AIM OF THE EXERCISE:
Would you go through the records below and copy each line with the string "leaf"?
● ● ● ●
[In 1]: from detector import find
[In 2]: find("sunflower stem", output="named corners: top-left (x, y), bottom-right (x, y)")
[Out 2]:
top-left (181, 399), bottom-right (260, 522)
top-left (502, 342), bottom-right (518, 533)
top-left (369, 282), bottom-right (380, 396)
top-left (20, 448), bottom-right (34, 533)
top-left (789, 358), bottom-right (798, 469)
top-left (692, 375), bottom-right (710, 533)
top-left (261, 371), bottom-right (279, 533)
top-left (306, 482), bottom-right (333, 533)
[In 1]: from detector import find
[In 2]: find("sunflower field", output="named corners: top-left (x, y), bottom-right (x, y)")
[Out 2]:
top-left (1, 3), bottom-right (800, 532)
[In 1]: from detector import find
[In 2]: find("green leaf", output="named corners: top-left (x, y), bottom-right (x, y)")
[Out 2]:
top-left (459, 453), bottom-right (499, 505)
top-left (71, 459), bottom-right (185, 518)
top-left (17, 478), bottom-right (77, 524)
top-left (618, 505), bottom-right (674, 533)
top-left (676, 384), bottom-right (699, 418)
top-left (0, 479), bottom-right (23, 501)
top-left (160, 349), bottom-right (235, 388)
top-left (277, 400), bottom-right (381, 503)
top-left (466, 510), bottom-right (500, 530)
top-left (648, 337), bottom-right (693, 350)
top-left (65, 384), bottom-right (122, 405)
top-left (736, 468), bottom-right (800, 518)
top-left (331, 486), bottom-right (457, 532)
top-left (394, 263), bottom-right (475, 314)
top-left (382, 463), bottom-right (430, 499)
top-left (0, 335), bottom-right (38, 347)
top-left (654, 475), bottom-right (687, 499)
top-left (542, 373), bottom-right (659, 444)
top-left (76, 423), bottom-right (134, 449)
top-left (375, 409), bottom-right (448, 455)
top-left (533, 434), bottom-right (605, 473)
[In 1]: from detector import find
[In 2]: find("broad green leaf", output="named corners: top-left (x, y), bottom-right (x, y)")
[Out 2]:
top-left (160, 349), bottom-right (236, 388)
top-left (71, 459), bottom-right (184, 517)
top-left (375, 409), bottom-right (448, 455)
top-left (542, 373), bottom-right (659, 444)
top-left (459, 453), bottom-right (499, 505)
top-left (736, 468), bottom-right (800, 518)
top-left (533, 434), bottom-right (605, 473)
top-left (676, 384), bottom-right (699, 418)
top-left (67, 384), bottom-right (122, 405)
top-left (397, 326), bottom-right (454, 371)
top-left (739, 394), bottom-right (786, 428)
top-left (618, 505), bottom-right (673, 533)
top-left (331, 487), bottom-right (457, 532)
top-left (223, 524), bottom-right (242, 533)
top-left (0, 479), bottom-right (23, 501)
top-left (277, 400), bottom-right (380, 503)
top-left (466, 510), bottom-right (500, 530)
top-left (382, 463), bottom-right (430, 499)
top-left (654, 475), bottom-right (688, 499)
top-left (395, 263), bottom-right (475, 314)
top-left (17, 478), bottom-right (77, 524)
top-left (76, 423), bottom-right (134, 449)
● ● ● ●
OUTPUT:
[In 2]: find("green leaf", output="named corners: top-left (x, y), bottom-right (x, y)")
[In 2]: find("broad green leaf", output="named corners: top-left (x, y), bottom-right (x, y)")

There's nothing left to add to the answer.